WHAT NEEDS TO BE DONE =>
Convert every line of the material below into a JSON list of strings, one string per line, omitting blank lines.

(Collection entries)
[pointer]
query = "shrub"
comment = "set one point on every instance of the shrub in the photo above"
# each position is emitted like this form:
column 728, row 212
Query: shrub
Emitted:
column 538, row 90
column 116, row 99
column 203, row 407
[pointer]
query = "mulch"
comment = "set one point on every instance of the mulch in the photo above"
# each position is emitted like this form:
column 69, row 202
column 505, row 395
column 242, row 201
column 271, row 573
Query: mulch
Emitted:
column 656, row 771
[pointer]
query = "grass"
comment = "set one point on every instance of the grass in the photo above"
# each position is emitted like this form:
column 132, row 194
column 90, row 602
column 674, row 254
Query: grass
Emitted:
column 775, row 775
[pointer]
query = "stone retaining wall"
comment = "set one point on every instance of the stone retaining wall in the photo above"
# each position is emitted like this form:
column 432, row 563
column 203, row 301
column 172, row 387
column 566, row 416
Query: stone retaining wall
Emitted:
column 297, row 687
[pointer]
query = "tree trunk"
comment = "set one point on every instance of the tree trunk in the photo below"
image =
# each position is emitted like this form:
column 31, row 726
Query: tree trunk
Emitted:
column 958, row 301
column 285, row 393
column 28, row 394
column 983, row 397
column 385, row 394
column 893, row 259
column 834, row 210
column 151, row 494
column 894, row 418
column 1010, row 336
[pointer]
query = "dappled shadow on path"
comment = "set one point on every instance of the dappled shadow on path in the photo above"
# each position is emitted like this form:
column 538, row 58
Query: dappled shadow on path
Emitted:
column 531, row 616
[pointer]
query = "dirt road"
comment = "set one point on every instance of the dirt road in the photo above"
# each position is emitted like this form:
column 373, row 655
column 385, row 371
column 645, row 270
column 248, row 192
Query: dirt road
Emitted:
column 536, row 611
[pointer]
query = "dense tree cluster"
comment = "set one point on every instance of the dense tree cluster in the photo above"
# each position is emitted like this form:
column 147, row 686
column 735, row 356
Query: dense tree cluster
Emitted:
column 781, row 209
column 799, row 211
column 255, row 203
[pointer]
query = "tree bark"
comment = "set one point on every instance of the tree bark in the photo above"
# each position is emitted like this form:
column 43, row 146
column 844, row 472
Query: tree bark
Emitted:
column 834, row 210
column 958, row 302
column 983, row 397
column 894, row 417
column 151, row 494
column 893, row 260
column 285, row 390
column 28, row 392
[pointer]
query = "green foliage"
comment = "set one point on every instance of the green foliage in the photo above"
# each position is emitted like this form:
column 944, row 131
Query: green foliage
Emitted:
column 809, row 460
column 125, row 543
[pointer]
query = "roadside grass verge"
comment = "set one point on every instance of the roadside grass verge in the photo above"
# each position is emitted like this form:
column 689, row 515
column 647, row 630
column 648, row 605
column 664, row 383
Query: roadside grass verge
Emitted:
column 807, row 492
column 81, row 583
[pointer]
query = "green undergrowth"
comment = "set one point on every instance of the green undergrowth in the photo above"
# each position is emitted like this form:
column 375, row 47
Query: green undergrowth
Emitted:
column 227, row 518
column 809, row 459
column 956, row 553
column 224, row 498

ANSWER TO THIS PROBLEM =>
[
  "[pointer]",
  "query = \"shrub\"",
  "comment = \"set one point on every instance of the shrub in the photo above\"",
  "# each position is emitted like this form:",
  "column 728, row 212",
  "Query: shrub",
  "Emitted:",
  "column 538, row 90",
  "column 116, row 99",
  "column 203, row 407",
  "[pointer]",
  "query = \"mulch\"",
  "comment = \"set one point on every instance of the mulch in the photo above\"",
  "# each position is emitted like this form:",
  "column 69, row 202",
  "column 505, row 395",
  "column 242, row 201",
  "column 271, row 573",
  "Query: mulch",
  "Emitted:",
  "column 656, row 771",
  "[pointer]",
  "query = \"grass\"",
  "comment = \"set one point on every instance of the grass in the photo above\"",
  "# each position is emitted like this form:",
  "column 132, row 194",
  "column 90, row 602",
  "column 674, row 254",
  "Query: grass",
  "Emitted:",
  "column 775, row 775",
  "[pointer]",
  "query = \"stone retaining wall\"",
  "comment = \"set one point on every instance of the stone retaining wall in the photo above\"",
  "# each position is emitted like this form:",
  "column 432, row 563",
  "column 203, row 301",
  "column 172, row 387",
  "column 566, row 416",
  "Query: stone retaining wall",
  "Emitted:",
  "column 297, row 687",
  "[pointer]",
  "query = \"tree trunk\"",
  "comment = \"set one point on every instance of the tree trunk in the photo below\"",
  "image =",
  "# each position is emitted like this form:",
  "column 31, row 726",
  "Query: tree trunk",
  "Emitted:",
  "column 958, row 301",
  "column 285, row 393",
  "column 28, row 394",
  "column 983, row 397",
  "column 385, row 394",
  "column 893, row 259",
  "column 834, row 210",
  "column 151, row 494",
  "column 894, row 418",
  "column 1010, row 336",
  "[pointer]",
  "query = \"dappled shadow on path\"",
  "comment = \"set one point on every instance of the dappled shadow on path in the photo above\"",
  "# each position is emitted like this form:",
  "column 538, row 58",
  "Query: dappled shadow on path",
  "Emitted:",
  "column 531, row 616",
  "[pointer]",
  "query = \"dirt road\"",
  "comment = \"set one point on every instance of the dirt road in the photo above\"",
  "# each position is emitted like this form:",
  "column 373, row 655",
  "column 385, row 371",
  "column 645, row 270",
  "column 248, row 192",
  "Query: dirt road",
  "Emitted:",
  "column 536, row 611",
  "[pointer]",
  "query = \"dense tree cluster\"",
  "comment = \"set one point on every instance of the dense tree cluster in the photo above\"",
  "# each position is emitted like this form:",
  "column 147, row 686",
  "column 735, row 356",
  "Query: dense tree cluster",
  "Emitted:",
  "column 781, row 209",
  "column 799, row 211",
  "column 255, row 203",
  "[pointer]",
  "query = \"tree bark\"",
  "comment = \"set one point on every instance of the tree bark in the photo above\"",
  "# each position is emitted like this form:",
  "column 43, row 146",
  "column 844, row 472",
  "Query: tree bark",
  "Emitted:",
  "column 834, row 210",
  "column 958, row 302",
  "column 983, row 397",
  "column 894, row 417",
  "column 151, row 494",
  "column 893, row 260",
  "column 285, row 390",
  "column 28, row 392",
  "[pointer]",
  "query = \"green foliage\"",
  "comment = \"set one point on every instance of the green foliage in the photo above\"",
  "# each position is emitted like this form:",
  "column 944, row 131",
  "Query: green foliage",
  "Emitted:",
  "column 809, row 460",
  "column 125, row 543",
  "[pointer]",
  "query = \"roadside grass verge\"",
  "comment = \"set one point on every instance of the roadside grass verge in the photo above\"",
  "# each position is emitted like this form:",
  "column 689, row 515",
  "column 647, row 630",
  "column 648, row 605",
  "column 664, row 383",
  "Query: roadside grass verge",
  "Emitted:",
  "column 807, row 492",
  "column 81, row 583",
  "[pointer]",
  "query = \"green undergrowth\"",
  "comment = \"set one point on every instance of the green undergrowth in the photo above\"",
  "# each position is emitted like this form:",
  "column 375, row 47",
  "Query: green undergrowth",
  "Emitted:",
  "column 227, row 518",
  "column 809, row 459",
  "column 956, row 553",
  "column 224, row 498"
]